[Raw records]
►

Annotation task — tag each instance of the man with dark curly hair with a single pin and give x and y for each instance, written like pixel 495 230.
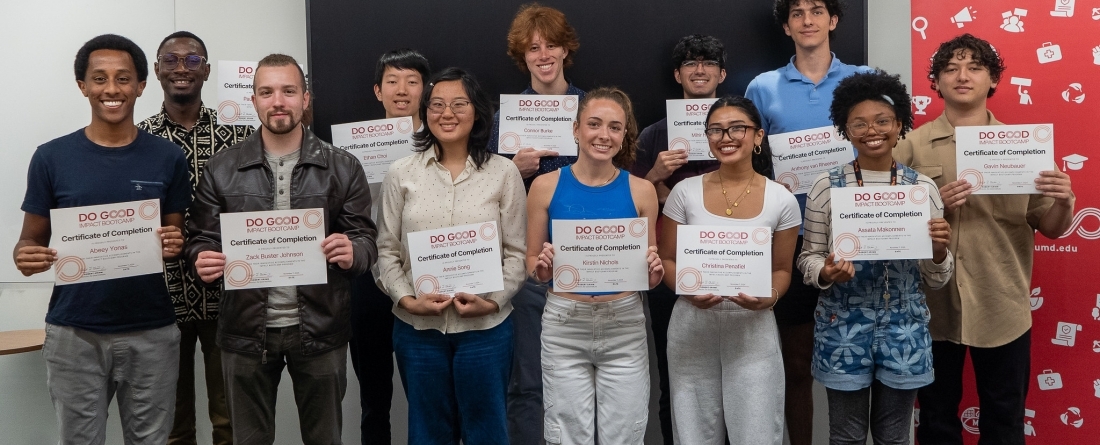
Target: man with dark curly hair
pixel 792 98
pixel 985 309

◄
►

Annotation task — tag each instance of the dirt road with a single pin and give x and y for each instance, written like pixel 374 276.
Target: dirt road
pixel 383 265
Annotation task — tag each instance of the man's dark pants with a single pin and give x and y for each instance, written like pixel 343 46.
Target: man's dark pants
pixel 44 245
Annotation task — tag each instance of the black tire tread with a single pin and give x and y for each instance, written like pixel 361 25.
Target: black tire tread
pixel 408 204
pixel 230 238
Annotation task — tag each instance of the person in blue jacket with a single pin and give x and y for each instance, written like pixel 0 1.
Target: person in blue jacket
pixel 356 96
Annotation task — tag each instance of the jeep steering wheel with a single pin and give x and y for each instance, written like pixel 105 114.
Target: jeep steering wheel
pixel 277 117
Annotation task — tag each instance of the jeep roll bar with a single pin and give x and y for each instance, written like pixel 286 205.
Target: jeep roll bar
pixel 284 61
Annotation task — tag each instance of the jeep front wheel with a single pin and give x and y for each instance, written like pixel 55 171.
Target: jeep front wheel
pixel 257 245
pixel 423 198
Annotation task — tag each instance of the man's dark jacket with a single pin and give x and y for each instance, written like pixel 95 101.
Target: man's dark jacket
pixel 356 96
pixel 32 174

◄
►

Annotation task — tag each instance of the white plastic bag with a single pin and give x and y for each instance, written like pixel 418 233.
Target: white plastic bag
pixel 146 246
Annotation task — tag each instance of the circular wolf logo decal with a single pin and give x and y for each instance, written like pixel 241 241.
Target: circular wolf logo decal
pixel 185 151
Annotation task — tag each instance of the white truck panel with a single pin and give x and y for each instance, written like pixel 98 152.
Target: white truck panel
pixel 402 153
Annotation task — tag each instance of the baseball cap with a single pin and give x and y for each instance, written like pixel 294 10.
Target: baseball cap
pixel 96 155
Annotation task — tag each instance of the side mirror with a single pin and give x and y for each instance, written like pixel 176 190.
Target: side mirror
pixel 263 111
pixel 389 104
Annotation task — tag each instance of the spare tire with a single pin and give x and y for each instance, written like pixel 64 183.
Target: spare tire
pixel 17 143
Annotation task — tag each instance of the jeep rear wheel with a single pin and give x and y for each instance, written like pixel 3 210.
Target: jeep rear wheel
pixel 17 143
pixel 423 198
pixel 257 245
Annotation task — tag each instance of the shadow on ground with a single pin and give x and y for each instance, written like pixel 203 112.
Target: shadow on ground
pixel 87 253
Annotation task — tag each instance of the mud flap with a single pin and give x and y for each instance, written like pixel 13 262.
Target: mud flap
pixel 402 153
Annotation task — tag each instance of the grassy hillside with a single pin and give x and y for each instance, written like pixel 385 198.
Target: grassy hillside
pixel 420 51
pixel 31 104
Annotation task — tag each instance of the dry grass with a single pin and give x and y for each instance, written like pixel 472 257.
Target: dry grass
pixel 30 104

◄

[What is required]
Please copy out the stretch from the line containing "Annotation task — tag each instance of the jeep steering" through the line containing "pixel 277 117", both included. Multiply each answered pin coordinate by 2.25 and round to the nearest whole number, with halves going up, but leave the sample coordinates after "written like" as they are.

[Complete response]
Annotation task — tag each instance of the jeep steering wheel with a single pin and give x and y for each instance, written like pixel 105 114.
Target: jeep steering wheel
pixel 623 263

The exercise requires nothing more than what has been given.